**Dane wejściowe**
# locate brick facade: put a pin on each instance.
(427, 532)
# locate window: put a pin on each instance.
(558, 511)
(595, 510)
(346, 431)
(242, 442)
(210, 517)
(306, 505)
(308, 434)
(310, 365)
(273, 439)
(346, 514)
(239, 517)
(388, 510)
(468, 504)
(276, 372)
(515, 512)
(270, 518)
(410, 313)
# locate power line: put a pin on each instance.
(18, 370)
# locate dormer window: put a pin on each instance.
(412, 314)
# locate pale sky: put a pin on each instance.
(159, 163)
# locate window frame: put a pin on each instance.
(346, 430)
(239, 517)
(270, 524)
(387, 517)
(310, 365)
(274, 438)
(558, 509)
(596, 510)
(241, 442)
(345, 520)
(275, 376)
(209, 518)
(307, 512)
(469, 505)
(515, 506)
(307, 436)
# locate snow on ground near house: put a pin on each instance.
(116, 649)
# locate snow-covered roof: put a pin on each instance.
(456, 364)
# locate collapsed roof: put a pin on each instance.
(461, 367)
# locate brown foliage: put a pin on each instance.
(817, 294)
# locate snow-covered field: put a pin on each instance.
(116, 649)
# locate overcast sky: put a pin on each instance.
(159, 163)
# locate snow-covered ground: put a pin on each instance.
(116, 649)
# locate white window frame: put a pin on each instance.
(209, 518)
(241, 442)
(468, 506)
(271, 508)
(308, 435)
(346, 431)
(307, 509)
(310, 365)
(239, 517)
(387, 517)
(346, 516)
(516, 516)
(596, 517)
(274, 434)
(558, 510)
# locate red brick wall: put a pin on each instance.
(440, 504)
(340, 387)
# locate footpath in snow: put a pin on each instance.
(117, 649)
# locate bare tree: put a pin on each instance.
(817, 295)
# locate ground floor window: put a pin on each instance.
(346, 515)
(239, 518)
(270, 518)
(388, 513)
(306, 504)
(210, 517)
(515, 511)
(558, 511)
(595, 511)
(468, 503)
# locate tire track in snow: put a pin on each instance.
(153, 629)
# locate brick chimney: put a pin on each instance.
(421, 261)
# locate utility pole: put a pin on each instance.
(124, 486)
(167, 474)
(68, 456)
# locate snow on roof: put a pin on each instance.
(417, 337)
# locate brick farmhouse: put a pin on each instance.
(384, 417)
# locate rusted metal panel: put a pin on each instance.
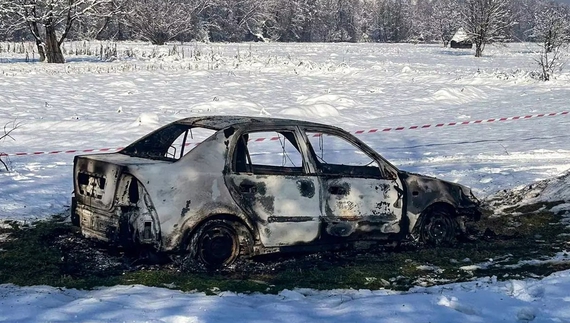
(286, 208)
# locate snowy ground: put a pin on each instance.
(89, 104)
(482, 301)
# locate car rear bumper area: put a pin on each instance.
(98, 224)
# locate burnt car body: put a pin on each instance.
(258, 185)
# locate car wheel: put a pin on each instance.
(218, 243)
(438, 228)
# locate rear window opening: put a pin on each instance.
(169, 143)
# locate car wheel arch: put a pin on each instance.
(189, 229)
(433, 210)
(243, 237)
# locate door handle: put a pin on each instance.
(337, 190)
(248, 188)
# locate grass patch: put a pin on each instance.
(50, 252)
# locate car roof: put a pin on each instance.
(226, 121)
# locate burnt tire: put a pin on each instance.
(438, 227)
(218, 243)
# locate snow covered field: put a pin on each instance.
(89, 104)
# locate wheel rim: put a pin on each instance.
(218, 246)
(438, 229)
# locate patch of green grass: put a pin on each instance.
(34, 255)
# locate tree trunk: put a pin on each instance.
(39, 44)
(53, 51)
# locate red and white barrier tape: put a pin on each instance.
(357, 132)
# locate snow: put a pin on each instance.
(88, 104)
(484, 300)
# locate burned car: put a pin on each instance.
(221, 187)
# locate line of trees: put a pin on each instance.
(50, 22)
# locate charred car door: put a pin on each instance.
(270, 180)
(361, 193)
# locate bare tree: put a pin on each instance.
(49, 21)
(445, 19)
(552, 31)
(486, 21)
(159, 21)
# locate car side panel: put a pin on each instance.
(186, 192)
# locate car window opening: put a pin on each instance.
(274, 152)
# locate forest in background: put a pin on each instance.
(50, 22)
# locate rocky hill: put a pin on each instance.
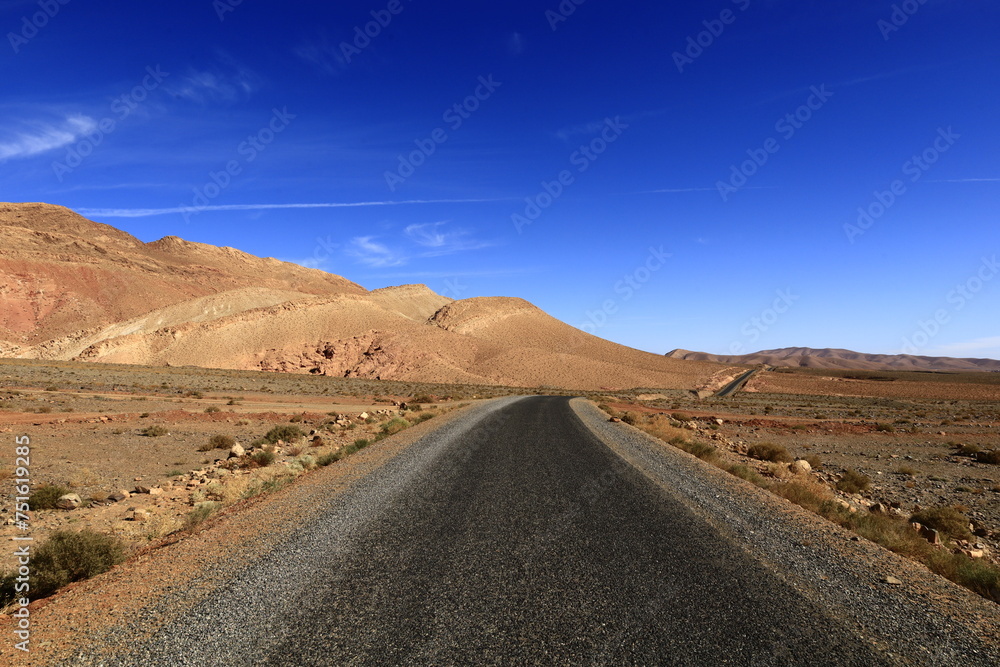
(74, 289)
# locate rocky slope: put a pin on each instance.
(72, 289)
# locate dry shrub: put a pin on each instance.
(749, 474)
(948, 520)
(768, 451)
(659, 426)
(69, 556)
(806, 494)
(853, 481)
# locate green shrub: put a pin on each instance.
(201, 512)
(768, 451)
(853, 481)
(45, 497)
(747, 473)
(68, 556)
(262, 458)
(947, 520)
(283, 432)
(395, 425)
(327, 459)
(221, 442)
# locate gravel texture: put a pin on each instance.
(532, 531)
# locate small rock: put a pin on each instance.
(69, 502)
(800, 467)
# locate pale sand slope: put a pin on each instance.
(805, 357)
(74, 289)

==

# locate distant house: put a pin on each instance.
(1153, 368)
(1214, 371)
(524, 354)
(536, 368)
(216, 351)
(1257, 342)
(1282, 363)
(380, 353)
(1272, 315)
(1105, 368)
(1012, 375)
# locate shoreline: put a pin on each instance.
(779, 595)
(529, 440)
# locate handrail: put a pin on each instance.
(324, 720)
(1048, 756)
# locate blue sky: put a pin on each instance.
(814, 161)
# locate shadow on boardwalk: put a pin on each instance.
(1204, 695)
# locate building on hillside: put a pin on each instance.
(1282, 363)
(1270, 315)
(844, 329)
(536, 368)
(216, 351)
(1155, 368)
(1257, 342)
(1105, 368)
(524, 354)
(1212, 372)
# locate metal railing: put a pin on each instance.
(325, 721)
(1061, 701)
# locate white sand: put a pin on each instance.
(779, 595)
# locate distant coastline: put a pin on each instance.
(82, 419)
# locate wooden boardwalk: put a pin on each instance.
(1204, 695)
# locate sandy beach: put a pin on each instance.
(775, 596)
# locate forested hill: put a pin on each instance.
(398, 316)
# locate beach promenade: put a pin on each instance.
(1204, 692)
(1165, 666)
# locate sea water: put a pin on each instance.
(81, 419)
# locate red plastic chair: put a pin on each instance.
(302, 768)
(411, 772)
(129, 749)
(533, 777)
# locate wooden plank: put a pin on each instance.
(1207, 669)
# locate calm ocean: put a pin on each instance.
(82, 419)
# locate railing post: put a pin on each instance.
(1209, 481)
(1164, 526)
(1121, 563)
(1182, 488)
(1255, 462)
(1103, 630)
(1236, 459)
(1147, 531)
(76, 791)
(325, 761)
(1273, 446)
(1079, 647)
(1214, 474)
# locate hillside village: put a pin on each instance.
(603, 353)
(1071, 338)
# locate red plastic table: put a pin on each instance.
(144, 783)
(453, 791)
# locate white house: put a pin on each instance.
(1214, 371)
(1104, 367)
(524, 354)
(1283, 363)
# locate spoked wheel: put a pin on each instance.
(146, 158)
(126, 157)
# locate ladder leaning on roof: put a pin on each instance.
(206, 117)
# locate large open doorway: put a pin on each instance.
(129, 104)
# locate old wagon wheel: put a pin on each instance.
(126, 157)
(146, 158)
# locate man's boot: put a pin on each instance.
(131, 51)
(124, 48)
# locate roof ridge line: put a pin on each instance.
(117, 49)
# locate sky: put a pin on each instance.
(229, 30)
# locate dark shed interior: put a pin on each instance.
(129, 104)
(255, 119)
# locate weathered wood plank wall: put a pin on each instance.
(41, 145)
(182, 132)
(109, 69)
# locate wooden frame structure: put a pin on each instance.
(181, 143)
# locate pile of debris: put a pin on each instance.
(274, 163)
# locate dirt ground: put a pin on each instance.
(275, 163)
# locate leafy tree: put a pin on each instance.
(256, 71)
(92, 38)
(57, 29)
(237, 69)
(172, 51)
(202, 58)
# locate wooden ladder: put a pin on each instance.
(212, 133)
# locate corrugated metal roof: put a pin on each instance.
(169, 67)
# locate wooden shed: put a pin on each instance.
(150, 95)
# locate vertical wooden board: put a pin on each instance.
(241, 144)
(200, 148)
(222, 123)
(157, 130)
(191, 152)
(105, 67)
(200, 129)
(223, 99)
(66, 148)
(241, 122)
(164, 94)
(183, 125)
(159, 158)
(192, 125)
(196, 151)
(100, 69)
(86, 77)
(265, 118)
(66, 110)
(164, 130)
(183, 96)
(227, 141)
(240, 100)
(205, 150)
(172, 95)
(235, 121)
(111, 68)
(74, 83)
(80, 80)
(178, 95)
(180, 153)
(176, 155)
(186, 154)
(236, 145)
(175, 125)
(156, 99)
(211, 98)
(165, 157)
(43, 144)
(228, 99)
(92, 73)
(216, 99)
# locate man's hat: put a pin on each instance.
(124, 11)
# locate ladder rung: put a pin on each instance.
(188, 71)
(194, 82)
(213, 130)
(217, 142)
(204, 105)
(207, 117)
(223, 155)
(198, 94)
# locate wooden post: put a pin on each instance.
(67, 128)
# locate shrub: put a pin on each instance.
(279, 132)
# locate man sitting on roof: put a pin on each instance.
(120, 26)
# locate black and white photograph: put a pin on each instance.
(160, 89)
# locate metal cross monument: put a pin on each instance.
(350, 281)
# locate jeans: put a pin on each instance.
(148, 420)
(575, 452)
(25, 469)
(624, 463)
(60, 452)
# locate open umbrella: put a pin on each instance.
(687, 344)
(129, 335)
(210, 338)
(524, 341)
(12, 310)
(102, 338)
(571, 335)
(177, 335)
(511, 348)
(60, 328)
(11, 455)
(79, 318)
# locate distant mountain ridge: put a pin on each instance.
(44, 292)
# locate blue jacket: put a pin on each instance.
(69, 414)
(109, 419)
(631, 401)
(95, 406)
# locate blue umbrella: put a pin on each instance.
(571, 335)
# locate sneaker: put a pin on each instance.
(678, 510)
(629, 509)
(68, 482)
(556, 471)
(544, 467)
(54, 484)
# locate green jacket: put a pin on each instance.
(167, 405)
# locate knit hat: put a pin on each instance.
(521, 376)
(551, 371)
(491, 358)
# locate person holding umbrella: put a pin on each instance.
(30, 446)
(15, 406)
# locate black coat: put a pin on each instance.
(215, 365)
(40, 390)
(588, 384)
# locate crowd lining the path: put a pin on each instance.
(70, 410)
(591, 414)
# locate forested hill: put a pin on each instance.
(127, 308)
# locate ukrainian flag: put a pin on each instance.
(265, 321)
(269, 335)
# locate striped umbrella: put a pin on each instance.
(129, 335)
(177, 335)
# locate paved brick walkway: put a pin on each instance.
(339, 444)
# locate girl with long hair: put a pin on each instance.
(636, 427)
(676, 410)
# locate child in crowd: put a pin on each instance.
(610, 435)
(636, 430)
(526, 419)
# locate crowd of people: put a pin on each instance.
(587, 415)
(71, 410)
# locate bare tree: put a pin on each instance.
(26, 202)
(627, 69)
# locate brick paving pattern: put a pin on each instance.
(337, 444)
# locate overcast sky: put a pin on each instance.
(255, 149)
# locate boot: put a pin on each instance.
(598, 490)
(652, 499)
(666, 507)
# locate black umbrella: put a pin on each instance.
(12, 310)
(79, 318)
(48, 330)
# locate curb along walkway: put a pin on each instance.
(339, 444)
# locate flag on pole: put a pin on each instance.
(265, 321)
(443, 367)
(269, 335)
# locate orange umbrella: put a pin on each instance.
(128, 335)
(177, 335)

--

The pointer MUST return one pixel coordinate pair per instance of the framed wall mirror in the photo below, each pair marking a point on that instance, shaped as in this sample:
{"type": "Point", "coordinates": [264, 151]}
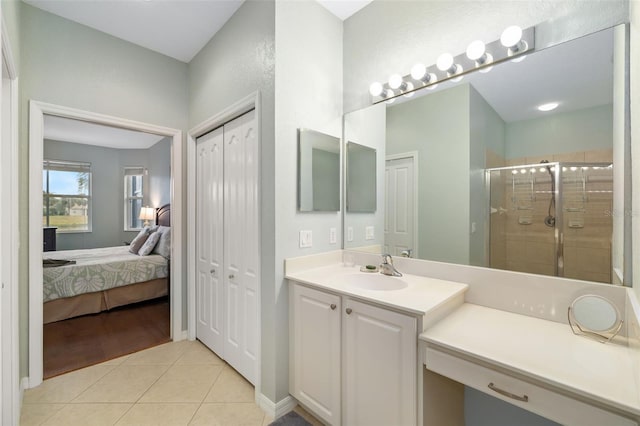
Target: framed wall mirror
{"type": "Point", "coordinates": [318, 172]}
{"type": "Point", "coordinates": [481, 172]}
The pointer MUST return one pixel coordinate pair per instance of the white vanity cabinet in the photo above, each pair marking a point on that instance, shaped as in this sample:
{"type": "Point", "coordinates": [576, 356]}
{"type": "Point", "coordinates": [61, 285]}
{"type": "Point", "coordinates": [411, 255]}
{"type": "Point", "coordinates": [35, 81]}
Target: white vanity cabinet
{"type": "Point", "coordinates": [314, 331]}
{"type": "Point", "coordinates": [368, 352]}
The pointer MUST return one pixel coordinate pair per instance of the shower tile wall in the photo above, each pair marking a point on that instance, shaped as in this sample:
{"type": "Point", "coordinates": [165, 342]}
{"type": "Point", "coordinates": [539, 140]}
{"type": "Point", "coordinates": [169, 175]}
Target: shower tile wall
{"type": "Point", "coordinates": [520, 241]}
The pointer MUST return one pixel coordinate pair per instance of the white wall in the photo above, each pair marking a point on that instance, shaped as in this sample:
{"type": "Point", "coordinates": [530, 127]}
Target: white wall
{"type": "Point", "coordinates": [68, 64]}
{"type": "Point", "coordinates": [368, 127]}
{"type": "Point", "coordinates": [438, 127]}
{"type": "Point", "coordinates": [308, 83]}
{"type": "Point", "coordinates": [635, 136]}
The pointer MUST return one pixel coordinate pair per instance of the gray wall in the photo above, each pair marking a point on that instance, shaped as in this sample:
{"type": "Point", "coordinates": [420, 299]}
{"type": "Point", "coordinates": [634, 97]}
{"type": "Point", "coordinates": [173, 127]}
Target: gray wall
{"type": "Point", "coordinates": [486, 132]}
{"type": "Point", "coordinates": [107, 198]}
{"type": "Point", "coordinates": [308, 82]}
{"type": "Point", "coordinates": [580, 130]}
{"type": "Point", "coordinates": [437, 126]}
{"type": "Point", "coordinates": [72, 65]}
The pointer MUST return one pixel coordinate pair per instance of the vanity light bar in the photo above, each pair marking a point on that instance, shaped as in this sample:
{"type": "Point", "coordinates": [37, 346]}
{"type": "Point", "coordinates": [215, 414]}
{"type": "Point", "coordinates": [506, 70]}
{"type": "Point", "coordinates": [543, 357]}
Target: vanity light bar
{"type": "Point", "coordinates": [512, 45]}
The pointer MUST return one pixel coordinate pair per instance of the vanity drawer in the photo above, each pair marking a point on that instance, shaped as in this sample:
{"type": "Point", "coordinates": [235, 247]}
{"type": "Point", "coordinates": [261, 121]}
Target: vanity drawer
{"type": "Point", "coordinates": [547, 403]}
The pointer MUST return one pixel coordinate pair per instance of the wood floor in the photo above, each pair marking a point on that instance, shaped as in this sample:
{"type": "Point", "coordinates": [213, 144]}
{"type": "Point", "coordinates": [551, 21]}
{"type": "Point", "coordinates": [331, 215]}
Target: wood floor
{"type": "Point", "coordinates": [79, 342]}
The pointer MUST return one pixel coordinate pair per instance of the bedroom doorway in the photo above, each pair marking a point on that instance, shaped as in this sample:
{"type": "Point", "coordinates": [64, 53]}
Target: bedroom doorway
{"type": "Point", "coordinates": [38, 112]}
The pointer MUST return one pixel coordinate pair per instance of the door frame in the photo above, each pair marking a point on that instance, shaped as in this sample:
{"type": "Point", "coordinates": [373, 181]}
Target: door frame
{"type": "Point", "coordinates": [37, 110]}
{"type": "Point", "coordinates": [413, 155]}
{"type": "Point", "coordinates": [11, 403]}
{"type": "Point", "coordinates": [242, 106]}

**Zadanie do wykonania**
Wybierz z powyższych wierszy wszystkie, które zawierają ciąg „metal”, i przepisz je bez zmian.

**Odpowiedź poniżej**
# locate rusted metal panel: put a pin on each instance.
# locate metal railing: put a pin on each instance.
# locate corrugated metal roof: put a pin on each instance.
# locate metal cross monument: put a pin on each instance.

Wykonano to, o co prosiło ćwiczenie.